Supplied data:
..............................

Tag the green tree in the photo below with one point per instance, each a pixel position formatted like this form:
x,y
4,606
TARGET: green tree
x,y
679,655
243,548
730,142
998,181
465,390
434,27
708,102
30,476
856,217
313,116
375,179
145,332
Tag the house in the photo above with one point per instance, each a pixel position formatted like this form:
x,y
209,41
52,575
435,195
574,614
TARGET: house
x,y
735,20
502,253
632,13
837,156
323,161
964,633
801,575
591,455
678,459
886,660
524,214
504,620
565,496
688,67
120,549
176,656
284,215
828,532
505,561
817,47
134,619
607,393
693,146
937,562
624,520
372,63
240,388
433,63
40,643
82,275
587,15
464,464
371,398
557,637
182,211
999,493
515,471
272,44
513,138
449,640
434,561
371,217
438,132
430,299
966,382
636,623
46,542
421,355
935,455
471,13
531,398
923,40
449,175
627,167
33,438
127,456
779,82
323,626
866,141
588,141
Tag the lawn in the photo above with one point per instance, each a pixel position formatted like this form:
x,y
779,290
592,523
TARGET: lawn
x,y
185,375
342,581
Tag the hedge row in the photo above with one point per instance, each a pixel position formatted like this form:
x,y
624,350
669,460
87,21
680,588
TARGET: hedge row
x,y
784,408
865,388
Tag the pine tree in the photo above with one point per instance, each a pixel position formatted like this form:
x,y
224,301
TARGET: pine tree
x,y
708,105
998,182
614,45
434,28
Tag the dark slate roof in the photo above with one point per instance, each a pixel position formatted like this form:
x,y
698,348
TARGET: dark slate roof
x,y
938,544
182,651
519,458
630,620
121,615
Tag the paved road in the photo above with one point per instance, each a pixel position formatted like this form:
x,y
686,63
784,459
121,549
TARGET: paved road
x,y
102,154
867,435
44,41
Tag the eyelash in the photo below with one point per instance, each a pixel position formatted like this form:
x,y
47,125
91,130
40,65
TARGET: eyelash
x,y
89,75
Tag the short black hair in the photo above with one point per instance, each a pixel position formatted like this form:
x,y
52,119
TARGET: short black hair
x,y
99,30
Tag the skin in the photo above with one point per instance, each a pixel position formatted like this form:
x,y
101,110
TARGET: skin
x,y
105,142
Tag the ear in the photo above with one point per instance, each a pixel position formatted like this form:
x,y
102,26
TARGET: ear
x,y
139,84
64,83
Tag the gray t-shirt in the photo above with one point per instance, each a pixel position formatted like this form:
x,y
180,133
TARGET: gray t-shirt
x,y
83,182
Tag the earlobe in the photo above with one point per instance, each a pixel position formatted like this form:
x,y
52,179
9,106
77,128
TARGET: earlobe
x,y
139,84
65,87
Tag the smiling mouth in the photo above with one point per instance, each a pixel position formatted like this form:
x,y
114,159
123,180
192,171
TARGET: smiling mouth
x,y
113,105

..............................

Show each line from the listing above that includes the word "below".

Tag the green tree in the photo below with one point per instance, each a pixel position formatted like this form:
Tag the eyelash in the photo below with one point per instance, each a pixel position formatted like this form:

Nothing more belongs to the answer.